The task :: According to the page on the painting Forest and Body_Mass below, in what year was Hyundoo Jung a resident artist at the Gyeonggi Creation Center?

Reading passage ::
Forest and Body_Mass - K-ARTIST

Forest and Body_Mass

2017
Oil on canvas
193.9 x 130 cm
About The Work

Hyundoo Jung fills his canvases with abstract colors and lines that capture spontaneous bodily movement. His paintings are accumulations of time—records of the artist’s responses to the stimuli around him, translated into brushstrokes and paint.
 
Rather than starting from a specific subject or form, Jung’s practice unfolds by tracing the sensations, durations, and shifts generated by the body in the act of painting. Through this process, moments of change are condensed into individual images that continually intermingle and form new relationships, resulting in an open-ended mode of painting that invites ongoing reinterpretation.
 
Hyundoo Jung’s painting places greater emphasis on capturing the sensations, time, and bodily movements that emerge in the act of painting rather than on the finished result. The traces left by the brush are visible, yet their meanings remain fluid and continually shift. Extending beyond the confined frame of the canvas, his practice seeks an open form of painting that escapes fixed meanings and exists in a constant state of transformation, inviting ongoing reinterpretation.

Solo Exhibitions (Brief)

Hyundoo Jung has held solo exhibitions including 《Shuffle》 (Sungkok Art Museum, Seoul, 2025), 《Gradually, Shadow Legs Hidden》 (A-Lounge Contemporary, Seoul, 2024), and 《The Face Throwers》 (Space Willing N Dealing, Seoul, 2019).

Group Exhibitions (Brief)

Jung has also participated in numerous group exhibitions, including 《Free Practice》 (Roy Gallery, Seoul, 2025), 《Dark Change》 (Space Willing N Dealing, Seoul, 2024), 《Discovery: 12 Contemporary Artists from Korea》 (Rockefeller Center, New York, USA, 2023), 《Cloud Matter》 (Art Space 3, Seoul, 2022), and 《This Is (Not) My (Your) Painting》 (Space Willing N Dealing, Seoul, 2022), among others.

Residencies (Selected)

Jung participated as a resident artist at the Gyeonggi Creation Center, Gyeonggi Cultural Foundation, in 2020.

Works of Art

Painting Driven by Chance and Movement

Originality & Identity

Hyundoo Jung’s painting does not begin from the representation of a subject. In early works such as Run away(2015), he observed natural landscapes and translated the stimuli his body absorbed into brushstrokes. The paintings from this period are closer to records of bodily movement responding to sensory elements provided by the forest—air, humidity, and the uneven contours of the ground. Nature functioned not as an object of depiction but as a condition that activated the body.

Data provided ::
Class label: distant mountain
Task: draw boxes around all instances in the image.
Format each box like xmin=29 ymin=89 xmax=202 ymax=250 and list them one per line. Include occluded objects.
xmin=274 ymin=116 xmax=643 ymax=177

Result for this exercise :: 2020